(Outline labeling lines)
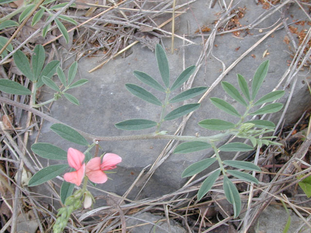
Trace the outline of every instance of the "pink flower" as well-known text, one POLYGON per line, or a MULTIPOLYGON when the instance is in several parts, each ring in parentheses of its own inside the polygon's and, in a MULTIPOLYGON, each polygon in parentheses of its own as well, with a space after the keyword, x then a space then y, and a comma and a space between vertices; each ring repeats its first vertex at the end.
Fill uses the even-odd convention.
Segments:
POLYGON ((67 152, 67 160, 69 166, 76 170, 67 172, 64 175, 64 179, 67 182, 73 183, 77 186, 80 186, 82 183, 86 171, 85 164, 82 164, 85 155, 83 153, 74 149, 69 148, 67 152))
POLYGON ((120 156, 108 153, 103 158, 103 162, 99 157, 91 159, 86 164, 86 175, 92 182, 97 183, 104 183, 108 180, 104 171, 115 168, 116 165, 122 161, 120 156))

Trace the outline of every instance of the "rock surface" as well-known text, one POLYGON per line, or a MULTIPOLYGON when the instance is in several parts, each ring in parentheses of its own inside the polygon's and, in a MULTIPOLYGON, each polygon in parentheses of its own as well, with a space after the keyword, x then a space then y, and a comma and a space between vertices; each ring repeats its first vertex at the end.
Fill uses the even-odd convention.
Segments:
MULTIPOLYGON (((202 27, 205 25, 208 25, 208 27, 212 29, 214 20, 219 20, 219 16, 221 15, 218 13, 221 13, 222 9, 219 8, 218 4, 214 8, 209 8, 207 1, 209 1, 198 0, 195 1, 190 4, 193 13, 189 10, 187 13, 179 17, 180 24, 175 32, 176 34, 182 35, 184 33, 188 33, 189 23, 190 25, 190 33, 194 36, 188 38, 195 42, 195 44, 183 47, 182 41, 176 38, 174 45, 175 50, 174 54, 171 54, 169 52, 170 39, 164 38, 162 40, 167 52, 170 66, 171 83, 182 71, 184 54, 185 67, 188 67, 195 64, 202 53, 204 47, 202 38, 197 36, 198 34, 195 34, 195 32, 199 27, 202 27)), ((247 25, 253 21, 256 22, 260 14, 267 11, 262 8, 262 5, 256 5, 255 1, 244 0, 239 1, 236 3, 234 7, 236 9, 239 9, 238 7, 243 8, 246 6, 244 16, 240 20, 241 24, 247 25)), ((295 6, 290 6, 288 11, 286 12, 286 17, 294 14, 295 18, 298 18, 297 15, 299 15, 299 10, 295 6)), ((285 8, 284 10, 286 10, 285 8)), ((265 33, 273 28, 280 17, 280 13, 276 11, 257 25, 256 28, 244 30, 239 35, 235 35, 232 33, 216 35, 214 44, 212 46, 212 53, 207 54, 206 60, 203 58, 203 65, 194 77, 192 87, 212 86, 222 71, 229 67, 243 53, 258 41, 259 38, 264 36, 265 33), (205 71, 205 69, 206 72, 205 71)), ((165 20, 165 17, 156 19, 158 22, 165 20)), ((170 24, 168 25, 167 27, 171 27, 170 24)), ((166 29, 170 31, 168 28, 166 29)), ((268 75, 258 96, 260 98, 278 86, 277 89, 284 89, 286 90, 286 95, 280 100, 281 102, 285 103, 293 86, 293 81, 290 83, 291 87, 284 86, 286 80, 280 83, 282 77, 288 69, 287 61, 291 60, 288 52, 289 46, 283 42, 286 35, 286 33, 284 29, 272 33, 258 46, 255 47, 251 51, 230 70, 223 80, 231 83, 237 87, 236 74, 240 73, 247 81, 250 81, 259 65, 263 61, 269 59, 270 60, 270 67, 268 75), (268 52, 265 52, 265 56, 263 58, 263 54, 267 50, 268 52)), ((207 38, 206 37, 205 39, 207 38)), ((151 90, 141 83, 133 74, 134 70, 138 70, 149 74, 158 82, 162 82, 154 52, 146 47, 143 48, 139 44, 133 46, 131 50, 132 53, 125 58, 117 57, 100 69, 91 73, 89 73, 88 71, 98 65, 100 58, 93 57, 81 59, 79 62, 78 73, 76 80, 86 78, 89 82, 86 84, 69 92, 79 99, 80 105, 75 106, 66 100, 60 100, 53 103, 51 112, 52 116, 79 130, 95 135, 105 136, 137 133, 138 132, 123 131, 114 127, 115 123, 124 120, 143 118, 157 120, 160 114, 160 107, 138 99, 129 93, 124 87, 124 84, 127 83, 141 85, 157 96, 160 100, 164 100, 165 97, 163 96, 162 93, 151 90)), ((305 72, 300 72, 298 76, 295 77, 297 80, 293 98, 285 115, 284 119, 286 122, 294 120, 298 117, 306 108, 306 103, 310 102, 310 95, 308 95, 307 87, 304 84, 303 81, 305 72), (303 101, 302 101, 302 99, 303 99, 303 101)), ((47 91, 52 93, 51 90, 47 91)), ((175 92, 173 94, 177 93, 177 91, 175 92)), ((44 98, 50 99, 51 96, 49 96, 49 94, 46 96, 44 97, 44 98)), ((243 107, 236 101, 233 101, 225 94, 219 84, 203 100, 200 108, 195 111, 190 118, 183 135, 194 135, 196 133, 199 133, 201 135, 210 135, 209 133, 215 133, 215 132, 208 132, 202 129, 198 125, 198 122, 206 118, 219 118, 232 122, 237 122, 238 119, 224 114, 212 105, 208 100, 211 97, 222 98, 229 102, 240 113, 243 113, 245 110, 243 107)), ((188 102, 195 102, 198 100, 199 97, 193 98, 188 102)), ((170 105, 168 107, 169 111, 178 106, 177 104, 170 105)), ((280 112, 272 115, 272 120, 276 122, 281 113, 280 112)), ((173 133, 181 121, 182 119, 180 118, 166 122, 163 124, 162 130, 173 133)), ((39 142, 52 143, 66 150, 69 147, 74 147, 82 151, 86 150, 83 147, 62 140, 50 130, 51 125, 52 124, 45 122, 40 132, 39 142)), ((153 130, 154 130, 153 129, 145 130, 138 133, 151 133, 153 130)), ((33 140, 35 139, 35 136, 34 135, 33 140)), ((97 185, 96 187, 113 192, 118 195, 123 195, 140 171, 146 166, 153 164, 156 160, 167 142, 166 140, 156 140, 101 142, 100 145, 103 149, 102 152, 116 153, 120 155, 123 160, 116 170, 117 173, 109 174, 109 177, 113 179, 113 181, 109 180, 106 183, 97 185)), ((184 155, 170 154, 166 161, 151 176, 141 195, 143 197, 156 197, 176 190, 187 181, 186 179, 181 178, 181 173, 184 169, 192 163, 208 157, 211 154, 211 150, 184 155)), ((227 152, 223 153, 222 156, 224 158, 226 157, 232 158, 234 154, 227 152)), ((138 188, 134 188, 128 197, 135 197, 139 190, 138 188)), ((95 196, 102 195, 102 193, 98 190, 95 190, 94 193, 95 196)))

*What the task asks*:
Express all the lines above as a two-column CSV with the columns text and wkt, one row per line. Put each line's text and its answer in one quoted field apiece, turn line breaks into spaces, and leave the pictures out.

*Reply*:
text,wkt
"Trace the outline of every instance of the ""pink flower"" as well-known text, one POLYGON per line, or a MULTIPOLYGON when the instance is in several parts, each ring in parentheses of its own inside the polygon's and, in a MULTIPOLYGON, each polygon in parentheses of its own as well, with a space after the keyword, x then a space then y, and a comma and a space between vertices; each ring repeats its first vertex at the end. Fill uses the even-odd convention. Segments:","POLYGON ((67 152, 67 160, 69 166, 76 170, 67 172, 64 175, 64 179, 67 182, 73 183, 77 186, 80 186, 82 183, 86 171, 85 164, 82 164, 85 155, 83 153, 74 149, 69 148, 67 152)) POLYGON ((120 156, 108 153, 103 158, 103 162, 99 157, 91 159, 86 164, 86 175, 92 182, 97 183, 104 183, 108 180, 104 171, 115 168, 116 165, 122 161, 120 156))"
"Trace the outline of every instance of the ""rock surface"" as well-known text, one POLYGON per line, or a MULTIPOLYGON when the instance is in several parts, each ring in parentheses of its own inside the polygon's and, in a MULTIPOLYGON, each polygon in parentheses of its own as well, with a space after the keyword, x then a space then y, and a comma and a space between vertices; each ring repeats its first vertex at the end. Fill uses the even-odd convention. Segments:","MULTIPOLYGON (((202 27, 205 25, 208 25, 208 27, 212 29, 214 20, 219 20, 219 16, 221 15, 218 13, 221 13, 222 9, 219 8, 218 4, 214 8, 209 8, 207 1, 209 1, 198 0, 195 1, 190 4, 193 13, 189 10, 187 13, 179 17, 180 24, 175 32, 176 34, 182 35, 184 33, 188 33, 189 23, 190 25, 190 33, 194 36, 188 38, 195 42, 195 44, 183 47, 182 41, 176 38, 174 45, 175 50, 174 54, 171 54, 169 52, 170 39, 164 38, 162 40, 167 52, 170 66, 171 83, 182 71, 184 54, 185 67, 188 67, 195 64, 202 53, 204 47, 202 38, 197 36, 198 34, 195 34, 195 32, 199 27, 202 27)), ((247 25, 253 21, 256 22, 260 14, 267 11, 262 8, 262 5, 256 5, 255 1, 244 0, 239 1, 236 3, 234 7, 236 9, 239 9, 238 7, 243 8, 246 6, 244 16, 240 20, 241 24, 247 25)), ((295 6, 290 6, 288 11, 286 12, 286 17, 294 14, 295 18, 298 18, 297 15, 299 15, 299 10, 295 6)), ((285 8, 284 10, 286 10, 285 8)), ((265 33, 273 28, 280 17, 280 13, 276 11, 257 25, 256 28, 244 30, 239 35, 235 35, 232 33, 216 35, 214 44, 212 46, 212 53, 207 54, 206 60, 203 58, 203 65, 194 77, 192 87, 212 86, 222 71, 229 67, 243 53, 258 41, 259 38, 264 36, 265 33), (205 71, 205 69, 206 72, 205 71)), ((165 20, 165 17, 156 19, 158 22, 165 20)), ((170 24, 168 25, 167 27, 171 27, 170 24)), ((166 29, 170 31, 168 28, 166 29)), ((268 75, 258 96, 260 98, 278 86, 277 89, 284 89, 286 90, 286 95, 280 100, 281 102, 285 103, 293 86, 293 81, 290 83, 291 87, 284 86, 286 80, 280 83, 282 77, 288 69, 287 61, 291 60, 288 52, 289 46, 283 42, 286 35, 286 33, 284 29, 272 33, 258 46, 255 47, 251 51, 230 70, 223 80, 231 83, 237 87, 236 74, 240 73, 247 81, 250 81, 259 65, 263 61, 269 59, 270 60, 270 67, 268 75), (268 52, 265 52, 265 56, 263 58, 263 54, 267 50, 268 52)), ((207 38, 206 37, 205 39, 207 38)), ((151 90, 141 83, 133 74, 134 70, 138 70, 149 74, 158 82, 162 82, 154 52, 146 47, 143 48, 139 44, 133 46, 131 50, 132 53, 125 58, 117 57, 100 69, 91 73, 89 73, 88 71, 98 65, 100 58, 93 57, 81 59, 79 62, 78 73, 76 80, 86 78, 89 82, 86 84, 69 92, 79 99, 80 105, 75 106, 66 100, 60 100, 53 103, 51 112, 52 116, 79 130, 95 135, 105 136, 137 133, 138 132, 123 131, 114 127, 115 123, 124 120, 143 118, 157 120, 160 114, 160 107, 138 99, 129 93, 124 87, 124 84, 127 83, 141 85, 157 96, 160 100, 164 100, 165 97, 163 96, 162 93, 151 90)), ((305 72, 300 72, 298 76, 295 77, 297 80, 293 98, 285 115, 284 119, 286 122, 294 120, 298 117, 306 108, 306 103, 310 102, 310 95, 308 95, 307 87, 304 84, 303 81, 305 72), (303 101, 302 101, 302 99, 303 99, 303 101)), ((47 91, 52 93, 51 90, 47 91)), ((175 92, 173 94, 177 93, 177 91, 175 92)), ((44 98, 50 99, 51 96, 49 96, 49 94, 46 96, 44 97, 44 98)), ((243 107, 236 101, 233 101, 225 94, 219 84, 203 100, 200 108, 195 111, 190 118, 183 135, 194 135, 196 133, 199 133, 201 135, 210 135, 209 133, 215 133, 215 132, 208 132, 202 129, 198 125, 198 122, 206 118, 219 118, 232 122, 237 122, 238 119, 224 114, 212 105, 208 100, 211 97, 222 98, 229 102, 240 113, 243 113, 245 110, 243 107)), ((188 102, 195 102, 198 100, 199 97, 193 98, 188 102)), ((170 105, 168 107, 169 111, 178 106, 177 104, 170 105)), ((280 112, 272 115, 272 120, 276 122, 281 113, 280 112)), ((173 133, 181 121, 182 119, 180 118, 166 122, 163 124, 162 130, 173 133)), ((39 142, 52 143, 66 150, 69 147, 74 147, 82 151, 86 150, 83 147, 62 140, 50 130, 51 125, 52 124, 45 122, 40 132, 39 142)), ((153 130, 154 130, 153 129, 145 130, 138 133, 151 133, 153 130)), ((33 140, 35 139, 35 136, 34 135, 33 140)), ((97 185, 96 187, 113 192, 118 195, 123 195, 140 171, 146 166, 153 164, 156 160, 167 142, 166 140, 156 140, 101 142, 100 145, 103 149, 102 152, 116 153, 120 155, 123 160, 116 170, 117 173, 109 174, 109 177, 113 179, 113 181, 109 180, 106 183, 97 185)), ((184 155, 170 154, 166 161, 151 176, 141 195, 143 197, 156 197, 176 190, 187 181, 186 179, 181 178, 181 173, 184 169, 192 163, 208 157, 211 154, 211 150, 184 155)), ((227 152, 223 153, 222 156, 224 158, 226 157, 232 158, 234 154, 227 152)), ((138 188, 134 188, 128 197, 135 197, 139 190, 138 188)), ((95 196, 102 195, 102 193, 98 190, 95 190, 94 193, 95 196)))"